- **Task to carry out**: Without including any pictures, copy every line below exactly.

- **Data extract**:

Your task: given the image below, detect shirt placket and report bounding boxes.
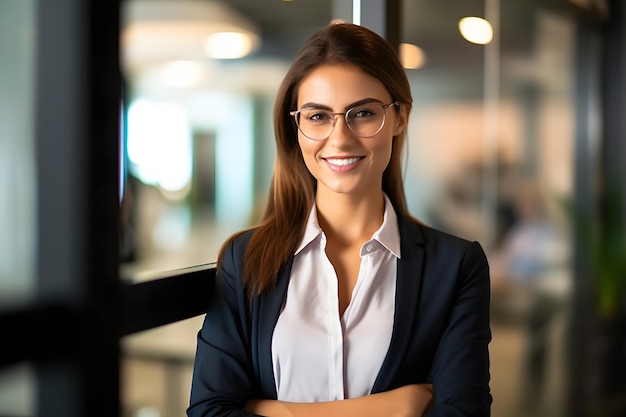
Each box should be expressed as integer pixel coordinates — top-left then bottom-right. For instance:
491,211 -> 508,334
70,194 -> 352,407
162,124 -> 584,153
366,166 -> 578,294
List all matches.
320,236 -> 345,401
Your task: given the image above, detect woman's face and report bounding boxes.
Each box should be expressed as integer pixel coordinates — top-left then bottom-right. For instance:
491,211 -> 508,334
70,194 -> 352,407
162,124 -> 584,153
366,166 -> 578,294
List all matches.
295,64 -> 406,200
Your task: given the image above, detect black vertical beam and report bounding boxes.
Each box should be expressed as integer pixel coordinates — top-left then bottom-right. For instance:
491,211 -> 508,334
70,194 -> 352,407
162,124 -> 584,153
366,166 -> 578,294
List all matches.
35,0 -> 121,415
597,2 -> 626,412
568,2 -> 625,415
603,1 -> 626,197
360,0 -> 402,52
35,0 -> 89,414
385,0 -> 401,52
568,18 -> 603,417
85,0 -> 122,416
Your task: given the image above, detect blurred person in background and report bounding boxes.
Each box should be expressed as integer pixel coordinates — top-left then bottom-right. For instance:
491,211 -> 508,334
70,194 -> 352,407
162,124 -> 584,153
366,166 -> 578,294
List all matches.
187,22 -> 492,417
491,178 -> 570,416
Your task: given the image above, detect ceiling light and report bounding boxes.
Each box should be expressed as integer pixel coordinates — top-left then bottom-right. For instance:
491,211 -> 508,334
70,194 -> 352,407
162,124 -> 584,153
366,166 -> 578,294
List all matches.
122,0 -> 261,74
204,32 -> 260,59
400,43 -> 426,69
458,17 -> 494,45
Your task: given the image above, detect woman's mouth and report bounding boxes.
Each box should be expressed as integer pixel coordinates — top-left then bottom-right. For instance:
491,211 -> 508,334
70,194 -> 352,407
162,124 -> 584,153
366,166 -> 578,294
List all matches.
323,157 -> 363,172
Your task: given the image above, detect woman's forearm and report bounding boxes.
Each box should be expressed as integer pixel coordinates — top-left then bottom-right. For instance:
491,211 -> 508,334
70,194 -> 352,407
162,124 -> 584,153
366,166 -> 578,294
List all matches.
247,384 -> 434,417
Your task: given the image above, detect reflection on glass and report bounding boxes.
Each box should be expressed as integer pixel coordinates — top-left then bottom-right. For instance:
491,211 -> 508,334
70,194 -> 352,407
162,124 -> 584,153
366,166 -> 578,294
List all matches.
0,0 -> 36,304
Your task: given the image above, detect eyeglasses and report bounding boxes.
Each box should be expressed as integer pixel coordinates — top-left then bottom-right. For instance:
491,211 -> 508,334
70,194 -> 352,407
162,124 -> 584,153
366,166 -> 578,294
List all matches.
290,101 -> 399,141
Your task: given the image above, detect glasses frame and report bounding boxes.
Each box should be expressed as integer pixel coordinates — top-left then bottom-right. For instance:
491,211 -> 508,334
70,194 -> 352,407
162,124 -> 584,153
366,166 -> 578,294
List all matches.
290,101 -> 399,141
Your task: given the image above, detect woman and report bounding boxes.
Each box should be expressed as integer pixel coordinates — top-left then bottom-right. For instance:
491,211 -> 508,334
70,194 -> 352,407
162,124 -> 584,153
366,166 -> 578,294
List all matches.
187,22 -> 492,417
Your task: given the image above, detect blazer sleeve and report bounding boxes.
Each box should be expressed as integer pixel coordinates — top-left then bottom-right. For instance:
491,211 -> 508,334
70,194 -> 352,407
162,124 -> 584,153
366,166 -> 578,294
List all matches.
427,241 -> 493,417
187,235 -> 263,417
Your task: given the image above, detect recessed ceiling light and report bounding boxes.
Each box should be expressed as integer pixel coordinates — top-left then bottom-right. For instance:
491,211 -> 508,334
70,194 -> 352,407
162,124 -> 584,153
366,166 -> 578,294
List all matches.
203,31 -> 260,59
400,43 -> 426,69
458,17 -> 494,45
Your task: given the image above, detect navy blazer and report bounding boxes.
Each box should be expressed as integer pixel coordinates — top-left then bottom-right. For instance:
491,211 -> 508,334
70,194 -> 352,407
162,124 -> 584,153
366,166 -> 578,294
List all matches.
188,214 -> 492,417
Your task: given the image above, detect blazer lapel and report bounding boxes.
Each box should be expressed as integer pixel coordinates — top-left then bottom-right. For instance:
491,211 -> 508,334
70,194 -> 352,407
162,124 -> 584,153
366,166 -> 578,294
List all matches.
372,216 -> 426,392
252,258 -> 293,399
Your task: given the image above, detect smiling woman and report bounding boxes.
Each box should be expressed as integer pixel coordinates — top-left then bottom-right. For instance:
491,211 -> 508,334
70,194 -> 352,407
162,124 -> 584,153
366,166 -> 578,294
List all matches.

- **Final answer**:
Your task: given the image below, detect shirt placket and report bounding boxes.
Each box should be expressed as integer pixel coordinates — top-left then bottom-right. For instance:
491,211 -> 508,334
70,194 -> 352,407
162,124 -> 584,153
366,166 -> 578,294
List all matches.
320,236 -> 345,401
Your task: given the image above, detect woman's face and report bounding boxes.
Each box should be expressed as integer pixel coordinates — top-left then bottom-right. For instance:
491,211 -> 508,334
70,194 -> 352,407
162,124 -> 584,153
366,166 -> 578,294
List all matches.
295,64 -> 406,200
Your task: given the image above, detect black vertical beam and report bounding boxes.
Each box should be expressed as integer pixel coordinates — top-left then bottom-right. For instance:
491,211 -> 508,334
70,194 -> 352,407
162,124 -> 584,153
366,166 -> 578,294
List all matches.
35,0 -> 121,415
597,2 -> 626,412
568,2 -> 625,415
603,1 -> 626,197
360,0 -> 402,52
35,0 -> 89,414
385,0 -> 401,52
568,18 -> 603,417
85,0 -> 122,416
Your task: given the image above, detect blurred person in background and report bounding boxes.
Each box should be expressed as integer pixel coordinates — top-left then bottom-right. For instance:
491,211 -> 508,334
70,194 -> 352,407
162,124 -> 584,153
366,166 -> 578,294
List all matches.
187,22 -> 492,417
491,178 -> 570,416
Your task: given the image above, detect ceiling light and report bounding boxes.
Each box should be expressed as integer pixel coordinates — top-left then bottom-right. For instance:
491,211 -> 508,334
70,194 -> 352,407
162,124 -> 584,153
366,166 -> 578,294
List all matches.
122,0 -> 261,74
204,32 -> 260,59
400,43 -> 426,69
458,17 -> 494,45
Your task: given the image above, detect woman's mouth and report bounding boxes.
Each box should be expressed as integer pixel coordinates — top-left then bottom-right. For instance:
491,211 -> 508,334
70,194 -> 352,407
162,124 -> 584,153
366,166 -> 578,294
List all matches.
323,157 -> 363,172
Your task: given the image above, detect woman's forearm and report bounding boxes.
Each box should be expressed as integer pixel coordinates — top-left then bottom-right. For instance:
491,211 -> 508,334
70,194 -> 352,407
162,124 -> 584,153
366,166 -> 578,294
List all matches.
247,384 -> 434,417
Your task: given the image above, detect reflection on glass and report bounding boxes.
Each box should be expressed as integer pixel coordinates — top-left then bottom-right. For instance:
491,211 -> 508,334
70,194 -> 352,407
162,124 -> 584,153
366,166 -> 578,294
List all matches.
0,0 -> 36,304
Your task: given the image above, detect eyeglasses and report bounding boxes.
Each box should be expressed as integer pixel coordinates — top-left then bottom-right. For instance:
491,211 -> 508,334
70,194 -> 352,407
162,124 -> 584,153
366,166 -> 578,294
List all matches.
290,101 -> 399,141
Your task: given the image above, detect glasses frame and report bounding boxes.
Each box should be expressed as integer pixel coordinates — top-left then bottom-right. For instance:
491,211 -> 508,334
70,194 -> 352,407
162,124 -> 584,153
366,166 -> 578,294
List all matches.
290,101 -> 399,141
Your task: given the image above, detect woman and report bounding boxes.
Each box should be expressed as integer pixel coordinates — top-left then bottom-right. For instance:
491,211 -> 508,334
70,194 -> 352,407
162,124 -> 584,153
366,166 -> 578,294
List all matches.
187,22 -> 492,417
Your task: given the image above, detect blazer sleeve and report bounding boxes.
Each box should be expressed as integer pixel coordinates — top-left then bottom-right. For instance:
491,211 -> 508,334
70,194 -> 352,407
162,124 -> 584,153
366,166 -> 578,294
List all matches.
427,241 -> 493,417
187,235 -> 263,417
Your task: given the image above, detect recessed ceiling light and report bounding boxes.
Each box should be expressed as integer pixel coordinates — top-left then bottom-right. For instance:
491,211 -> 508,334
70,194 -> 352,407
162,124 -> 584,153
366,166 -> 578,294
List all matches.
203,31 -> 260,59
400,43 -> 426,69
458,17 -> 494,45
Your task: given the image above, detect navy blazer and report bounding boxes.
Each box should be expressed as integer pixel coordinates — top-left then bottom-right. For instance:
491,211 -> 508,334
70,194 -> 352,407
162,124 -> 584,153
366,166 -> 578,294
List all matches.
188,214 -> 492,417
Your task: given the image above, detect blazer lapel and report bounding boxes.
Each box should be expressed as integer pixel coordinates — top-left then bottom-right. For instance:
491,211 -> 508,334
70,194 -> 352,407
162,124 -> 584,153
366,166 -> 578,294
List all matches.
372,216 -> 426,392
252,258 -> 293,399
Your task: given the image above, detect smiling woman and report bounding boxes.
Each box should be expressed as integer pixel coordinates — top-left then bottom-right. For instance:
491,211 -> 508,334
70,194 -> 352,407
162,124 -> 584,153
366,166 -> 578,294
List all matches.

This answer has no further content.